Stored data entries:
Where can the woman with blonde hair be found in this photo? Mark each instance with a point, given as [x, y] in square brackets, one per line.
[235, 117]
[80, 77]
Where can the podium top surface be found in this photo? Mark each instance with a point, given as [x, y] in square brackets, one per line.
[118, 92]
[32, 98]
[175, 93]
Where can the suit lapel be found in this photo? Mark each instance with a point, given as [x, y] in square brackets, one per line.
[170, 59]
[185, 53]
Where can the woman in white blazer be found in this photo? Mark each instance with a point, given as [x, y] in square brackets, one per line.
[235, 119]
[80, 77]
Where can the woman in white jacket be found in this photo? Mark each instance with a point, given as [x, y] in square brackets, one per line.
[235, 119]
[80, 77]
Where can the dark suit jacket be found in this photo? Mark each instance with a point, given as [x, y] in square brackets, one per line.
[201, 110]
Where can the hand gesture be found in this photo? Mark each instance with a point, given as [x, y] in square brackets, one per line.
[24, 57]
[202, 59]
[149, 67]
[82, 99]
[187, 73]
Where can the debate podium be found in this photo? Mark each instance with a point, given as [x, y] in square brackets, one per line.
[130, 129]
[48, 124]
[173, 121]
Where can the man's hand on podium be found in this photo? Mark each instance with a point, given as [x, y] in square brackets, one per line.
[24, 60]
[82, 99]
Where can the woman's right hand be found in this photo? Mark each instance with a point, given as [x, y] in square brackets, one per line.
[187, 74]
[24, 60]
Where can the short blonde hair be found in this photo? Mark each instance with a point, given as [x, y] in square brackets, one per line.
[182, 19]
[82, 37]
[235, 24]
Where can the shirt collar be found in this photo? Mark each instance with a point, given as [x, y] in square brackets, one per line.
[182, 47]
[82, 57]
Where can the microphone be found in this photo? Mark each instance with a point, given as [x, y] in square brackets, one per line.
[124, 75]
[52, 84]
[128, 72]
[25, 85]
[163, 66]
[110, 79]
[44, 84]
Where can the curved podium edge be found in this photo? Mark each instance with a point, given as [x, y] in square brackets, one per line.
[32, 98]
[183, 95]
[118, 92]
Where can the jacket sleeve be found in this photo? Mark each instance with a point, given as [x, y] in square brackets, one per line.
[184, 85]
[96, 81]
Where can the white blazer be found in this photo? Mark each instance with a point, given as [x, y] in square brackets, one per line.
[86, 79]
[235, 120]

PROBLEM STATEMENT:
The answer should be all the entries, restated with no word changed.

SOLUTION FOR THIS TASK:
Where can the woman with blonde hair be found in this photo? Mark each instance with a point, given as [x, y] in square brackets, one per line.
[235, 117]
[80, 77]
Where can the podium top surface be found in this photo? Mark each instance with a point, given as [x, y] in square brackets, one per line.
[118, 92]
[32, 98]
[175, 93]
Where can the suit lapel be found in this photo? Mark each instance with a point, given as [x, y] in square brackets, one per line.
[170, 59]
[185, 53]
Where can the woman in white blazer be found in this photo? Mark each instance with a point, given as [x, y] in square brackets, one per line.
[235, 119]
[80, 77]
Where can the woman in white jacket be found in this photo? Mark each instance with a point, given as [x, y] in square brackets, one per line.
[235, 119]
[80, 77]
Where can the dark suit jacket be found in this photo? Mark each instance with a point, given as [x, y] in square brackets, one per line.
[201, 110]
Where can the hand gesture be found in this photo? Mark each instance with a point, given as [x, y] in square brackets, one per line.
[24, 57]
[202, 59]
[149, 67]
[82, 99]
[187, 73]
Where can the debate podium be found in this photo? Mark each instance with a point, given as [x, y] in square brackets, one per line.
[130, 129]
[48, 124]
[173, 121]
Where can the man's hand on podium be found in this photo? Mark each instance with a point, given as [x, y] in square brackets, one per line.
[24, 60]
[82, 99]
Where can the woman's right hand be found in this photo? Mark each instance with a point, given as [x, y] in square brackets, one per line.
[187, 74]
[24, 60]
Where can the short blonde hair be found in this photo? Mark each instance with a point, given as [x, y] in square brackets, one per line.
[182, 19]
[82, 37]
[235, 24]
Where can the shirt collar be found in this photo? Mark each instance with a point, given as [x, y] in square brackets, one per line.
[182, 47]
[82, 57]
Where can the microphone be found in this photo? Mark each instance with a point, given as [x, y] in square brackets, one per line.
[124, 75]
[52, 84]
[128, 72]
[25, 85]
[163, 66]
[110, 79]
[44, 84]
Where can the curved podium edge be found in this photo? Mark each instance with a point, given as [x, y] in square brackets, one per line.
[32, 98]
[183, 95]
[118, 92]
Where can the jacket sleeve be found in this photo? Mark each instance with a point, given as [x, y] in square brackets, one per line.
[184, 85]
[96, 81]
Where can the white blazer be found in this photo? Mark each instance with a point, given as [x, y] in square brackets, one per line.
[86, 79]
[235, 120]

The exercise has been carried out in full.